• **WORK ORDER**: All entries below must be output word for word, and the pictures left behind.

(Data excerpts)
※
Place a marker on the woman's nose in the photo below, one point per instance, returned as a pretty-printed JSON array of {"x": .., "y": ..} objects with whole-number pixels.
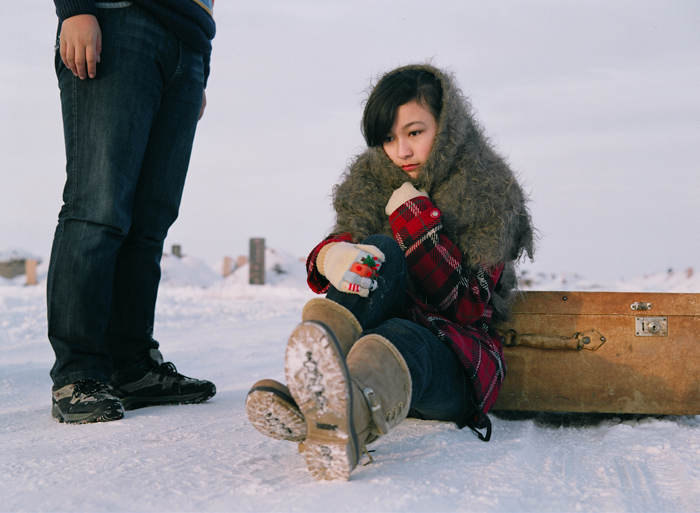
[{"x": 405, "y": 150}]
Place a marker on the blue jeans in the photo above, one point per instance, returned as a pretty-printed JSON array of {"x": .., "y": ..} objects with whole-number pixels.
[
  {"x": 128, "y": 136},
  {"x": 441, "y": 390}
]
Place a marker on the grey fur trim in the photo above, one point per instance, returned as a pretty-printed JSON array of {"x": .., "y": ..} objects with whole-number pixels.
[{"x": 484, "y": 207}]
※
• **RESPONSE**:
Place a marker on the woman's nose in the photo below, one point per instance, returned as a pretty-printed JSON array of {"x": .., "y": ..} objects with whole-number pixels.
[{"x": 405, "y": 150}]
Place a marker on the blue jeans in the photo above, one point per instance, returned as a pretty-printed JSON array of {"x": .., "y": ..} objects with whole-number pixels.
[
  {"x": 128, "y": 136},
  {"x": 441, "y": 390}
]
Place a marker on the grey fur trim in the photo above, one point per instance, returned as a pretty-printed JSON array of {"x": .., "y": ..} objects with whole-number pixels.
[{"x": 484, "y": 207}]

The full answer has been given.